### Quoted text ###
This Hori controller has the exact same layout as the Pro Controller, but this D-Pad is rounded. This makes hitting diagonals much easier. You can take this rounded D-Pad off if you want and you will have the standard four directional buttons just like a Joy-Con. There’s even a storage area on the back of the controller if you want to leave the D-Pad off. I don’t really know why you would want to do that since the directional buttons are kinda sunk into the controller with it off and if just feels odd.

Hori pad | Front

This controller has a good shape and size. It feels very natural when holding it. The buttons have a nice feel to them, and respond very well when pressed. There is no rumble or motion sensors of any kind in this controller. I didn’t really expect those at the cheaper price, but I was mainly looking at this one for fighting games which usually use neither of those features. Not having rumble and motion sensors does make the controller really light when you hold it. This was a good trade off in my opinion, but I am not a big fan of either of those things to begin with. The cord is a good length at six or seven feet long. You should be able to play comfortably without having to sit too close to the TV.
### Dataset extract ###
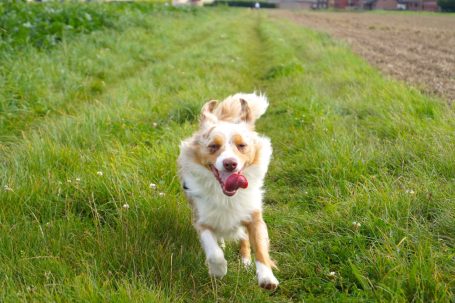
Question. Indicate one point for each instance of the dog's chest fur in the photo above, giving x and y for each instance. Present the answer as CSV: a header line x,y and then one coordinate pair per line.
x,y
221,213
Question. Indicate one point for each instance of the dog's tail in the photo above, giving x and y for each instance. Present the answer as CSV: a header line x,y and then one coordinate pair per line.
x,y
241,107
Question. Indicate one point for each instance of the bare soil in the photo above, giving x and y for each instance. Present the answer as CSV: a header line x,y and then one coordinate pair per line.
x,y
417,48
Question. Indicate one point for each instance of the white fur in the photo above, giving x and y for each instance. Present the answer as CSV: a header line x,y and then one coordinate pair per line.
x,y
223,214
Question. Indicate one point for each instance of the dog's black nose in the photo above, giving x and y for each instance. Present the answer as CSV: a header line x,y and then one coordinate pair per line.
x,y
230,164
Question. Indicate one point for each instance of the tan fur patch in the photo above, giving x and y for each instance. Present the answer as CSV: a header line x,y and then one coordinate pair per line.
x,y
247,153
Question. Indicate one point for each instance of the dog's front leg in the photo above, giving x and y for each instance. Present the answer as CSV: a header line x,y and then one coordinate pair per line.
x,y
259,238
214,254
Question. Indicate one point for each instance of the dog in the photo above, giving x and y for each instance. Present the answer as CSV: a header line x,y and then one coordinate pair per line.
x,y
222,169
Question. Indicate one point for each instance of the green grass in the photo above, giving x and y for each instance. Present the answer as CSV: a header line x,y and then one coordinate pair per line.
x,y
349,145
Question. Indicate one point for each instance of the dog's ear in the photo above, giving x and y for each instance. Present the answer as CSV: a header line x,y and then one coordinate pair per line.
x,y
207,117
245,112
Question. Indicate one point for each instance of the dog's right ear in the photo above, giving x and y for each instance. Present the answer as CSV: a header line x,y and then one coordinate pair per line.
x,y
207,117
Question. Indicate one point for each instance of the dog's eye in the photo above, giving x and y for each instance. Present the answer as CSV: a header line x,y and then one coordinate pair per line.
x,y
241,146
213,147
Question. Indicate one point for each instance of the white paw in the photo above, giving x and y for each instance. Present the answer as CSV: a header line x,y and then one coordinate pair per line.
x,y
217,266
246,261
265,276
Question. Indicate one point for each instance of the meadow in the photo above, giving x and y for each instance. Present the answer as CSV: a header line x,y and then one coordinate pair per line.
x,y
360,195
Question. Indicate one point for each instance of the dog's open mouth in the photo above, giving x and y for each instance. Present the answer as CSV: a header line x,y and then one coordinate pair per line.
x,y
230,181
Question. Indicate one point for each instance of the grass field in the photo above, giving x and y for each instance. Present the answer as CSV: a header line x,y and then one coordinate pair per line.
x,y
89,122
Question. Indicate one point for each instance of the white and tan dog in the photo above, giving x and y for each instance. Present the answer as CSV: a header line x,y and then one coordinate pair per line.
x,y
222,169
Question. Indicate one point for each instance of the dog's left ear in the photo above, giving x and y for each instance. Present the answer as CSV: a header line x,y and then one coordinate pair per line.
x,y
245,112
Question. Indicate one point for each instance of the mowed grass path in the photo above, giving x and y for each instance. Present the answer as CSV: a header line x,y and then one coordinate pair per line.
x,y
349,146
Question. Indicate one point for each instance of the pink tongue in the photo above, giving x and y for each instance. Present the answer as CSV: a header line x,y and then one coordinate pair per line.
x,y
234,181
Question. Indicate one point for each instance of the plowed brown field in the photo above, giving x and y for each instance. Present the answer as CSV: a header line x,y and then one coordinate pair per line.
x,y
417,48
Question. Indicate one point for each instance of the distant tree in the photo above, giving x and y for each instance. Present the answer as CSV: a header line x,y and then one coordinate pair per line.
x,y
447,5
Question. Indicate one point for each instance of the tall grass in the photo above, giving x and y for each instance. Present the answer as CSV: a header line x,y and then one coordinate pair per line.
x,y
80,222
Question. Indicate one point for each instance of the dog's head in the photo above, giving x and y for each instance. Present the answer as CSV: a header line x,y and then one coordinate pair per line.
###
### Dataset extract ###
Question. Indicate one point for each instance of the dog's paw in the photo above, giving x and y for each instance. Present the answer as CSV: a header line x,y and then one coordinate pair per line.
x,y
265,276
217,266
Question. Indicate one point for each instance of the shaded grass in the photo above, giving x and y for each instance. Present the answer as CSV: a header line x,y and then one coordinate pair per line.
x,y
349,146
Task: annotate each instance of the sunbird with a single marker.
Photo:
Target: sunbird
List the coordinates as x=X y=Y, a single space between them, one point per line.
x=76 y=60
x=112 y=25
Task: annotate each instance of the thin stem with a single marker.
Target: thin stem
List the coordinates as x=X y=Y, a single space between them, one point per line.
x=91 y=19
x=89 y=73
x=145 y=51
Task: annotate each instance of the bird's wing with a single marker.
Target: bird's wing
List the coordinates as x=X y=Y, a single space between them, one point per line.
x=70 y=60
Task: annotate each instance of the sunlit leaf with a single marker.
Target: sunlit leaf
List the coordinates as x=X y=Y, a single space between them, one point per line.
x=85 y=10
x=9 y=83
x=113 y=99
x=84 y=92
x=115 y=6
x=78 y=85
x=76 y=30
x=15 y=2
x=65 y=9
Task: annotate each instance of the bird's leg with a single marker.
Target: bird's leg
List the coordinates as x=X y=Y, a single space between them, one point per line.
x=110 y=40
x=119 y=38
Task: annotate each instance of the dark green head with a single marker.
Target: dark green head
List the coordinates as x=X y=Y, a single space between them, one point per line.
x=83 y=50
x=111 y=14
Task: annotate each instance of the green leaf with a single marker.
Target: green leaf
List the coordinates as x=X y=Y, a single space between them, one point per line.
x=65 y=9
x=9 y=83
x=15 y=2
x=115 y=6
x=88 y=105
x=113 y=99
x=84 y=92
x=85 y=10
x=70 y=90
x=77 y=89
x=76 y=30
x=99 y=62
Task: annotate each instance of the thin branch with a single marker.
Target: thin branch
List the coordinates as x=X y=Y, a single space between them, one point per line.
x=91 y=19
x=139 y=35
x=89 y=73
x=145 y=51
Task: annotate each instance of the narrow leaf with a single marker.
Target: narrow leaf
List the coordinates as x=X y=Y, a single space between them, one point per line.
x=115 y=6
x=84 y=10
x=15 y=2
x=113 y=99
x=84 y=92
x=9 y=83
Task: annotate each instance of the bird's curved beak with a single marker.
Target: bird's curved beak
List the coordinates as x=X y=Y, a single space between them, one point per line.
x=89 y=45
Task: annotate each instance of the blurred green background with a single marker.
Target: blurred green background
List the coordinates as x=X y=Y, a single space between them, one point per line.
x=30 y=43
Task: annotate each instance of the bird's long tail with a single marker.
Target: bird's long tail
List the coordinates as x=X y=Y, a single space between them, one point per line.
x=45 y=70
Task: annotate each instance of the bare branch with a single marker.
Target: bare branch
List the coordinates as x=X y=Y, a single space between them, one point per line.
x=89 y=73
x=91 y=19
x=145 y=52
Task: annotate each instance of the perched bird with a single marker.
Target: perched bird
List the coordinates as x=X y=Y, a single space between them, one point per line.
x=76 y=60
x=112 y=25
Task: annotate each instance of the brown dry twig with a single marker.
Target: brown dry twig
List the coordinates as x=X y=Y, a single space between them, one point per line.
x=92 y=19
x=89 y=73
###
### Dataset extract ###
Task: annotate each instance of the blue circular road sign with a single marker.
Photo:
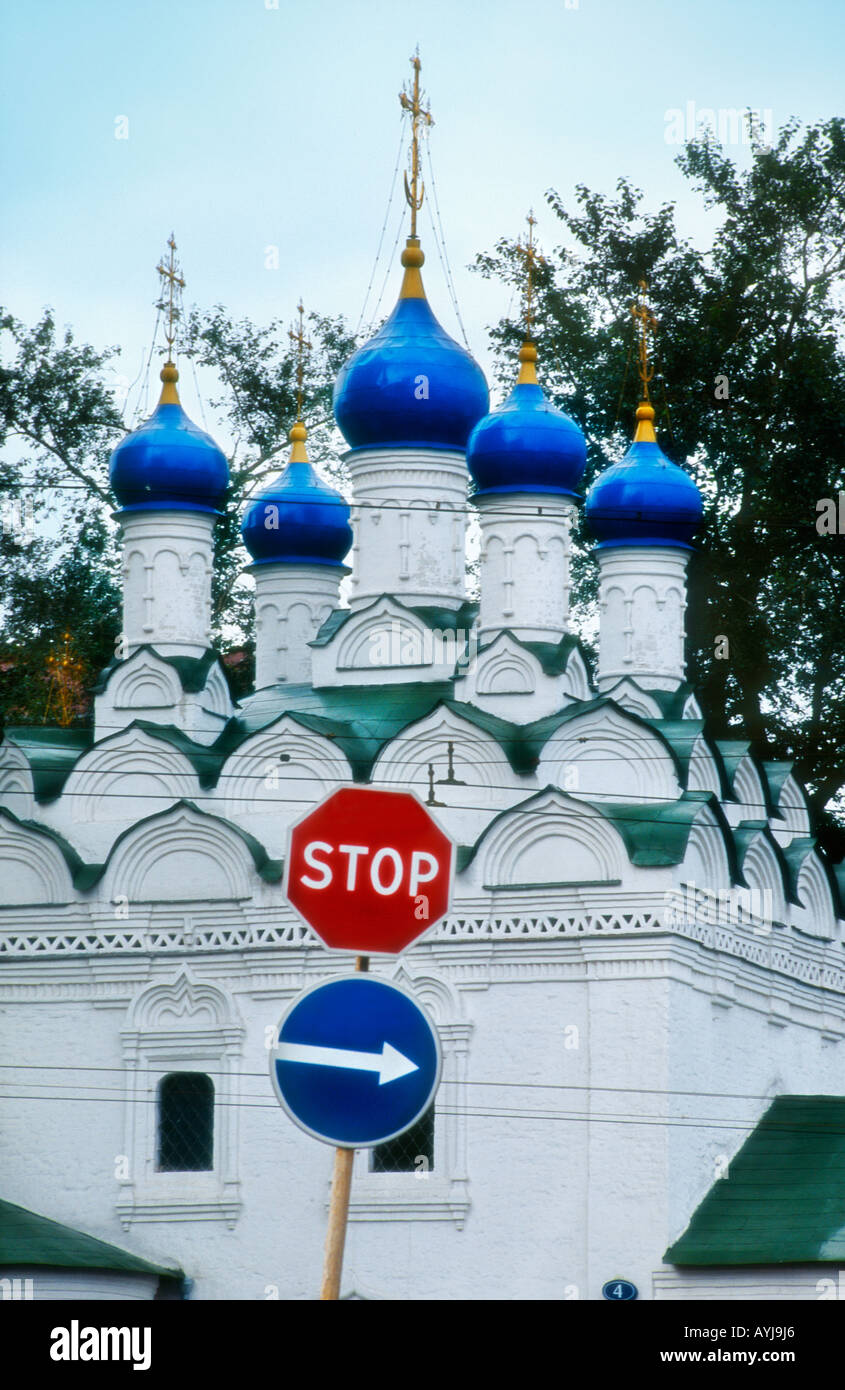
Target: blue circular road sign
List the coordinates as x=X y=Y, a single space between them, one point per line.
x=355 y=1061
###
Exercise task: Copy out the whole Hori controller review word for word.

Full solution:
This Hori controller has the exact same layout as the Pro Controller, but this D-Pad is rounded. This makes hitting diagonals much easier. You can take this rounded D-Pad off if you want and you will have the standard four directional buttons just like a Joy-Con. There’s even a storage area on the back of the controller if you want to leave the D-Pad off. I don’t really know why you would want to do that since the directional buttons are kinda sunk into the controller with it off and if just feels odd.

Hori pad | Front

This controller has a good shape and size. It feels very natural when holding it. The buttons have a nice feel to them, and respond very well when pressed. There is no rumble or motion sensors of any kind in this controller. I didn’t really expect those at the cheaper price, but I was mainly looking at this one for fighting games which usually use neither of those features. Not having rumble and motion sensors does make the controller really light when you hold it. This was a good trade off in my opinion, but I am not a big fan of either of those things to begin with. The cord is a good length at six or seven feet long. You should be able to play comfortably without having to sit too close to the TV.